> _ASSIGNMENT_
Aside from the pictures, the entries should be given again exactly.

BEGIN RECORD EXTRACTS

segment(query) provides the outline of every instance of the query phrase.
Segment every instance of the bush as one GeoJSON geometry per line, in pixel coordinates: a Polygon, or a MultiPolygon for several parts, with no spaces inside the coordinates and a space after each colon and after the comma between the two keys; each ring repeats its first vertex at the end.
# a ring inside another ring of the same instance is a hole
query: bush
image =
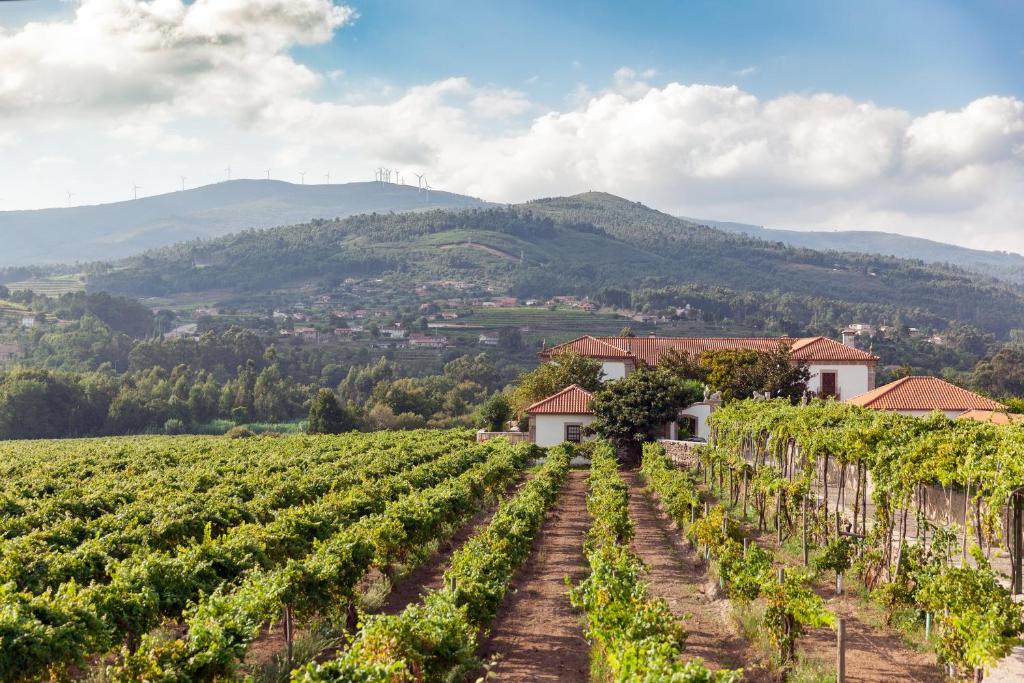
{"type": "Polygon", "coordinates": [[[224,433],[224,436],[229,439],[249,439],[256,435],[252,433],[251,429],[247,429],[245,427],[232,427],[224,433]]]}
{"type": "Polygon", "coordinates": [[[185,433],[185,423],[176,417],[164,422],[164,434],[175,435],[185,433]]]}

END RECORD EXTRACTS

> _WORKED SOLUTION_
segment(query) provides the outline of every instance of the query phrase.
Segment every instance of the bush as one GeoJSON geometry per line, in pixel coordinates: a Polygon, or a MultiPolygon for several parts, with no spaces inside the coordinates and a space after each colon and after the comma between the two keys; each ring repeats its first vertex at the end.
# a ring inside another ring of the same instance is a hole
query: bush
image =
{"type": "Polygon", "coordinates": [[[224,433],[224,436],[229,439],[249,439],[256,435],[252,433],[251,429],[247,429],[245,427],[232,427],[224,433]]]}
{"type": "Polygon", "coordinates": [[[185,433],[185,423],[176,417],[164,422],[164,434],[175,435],[185,433]]]}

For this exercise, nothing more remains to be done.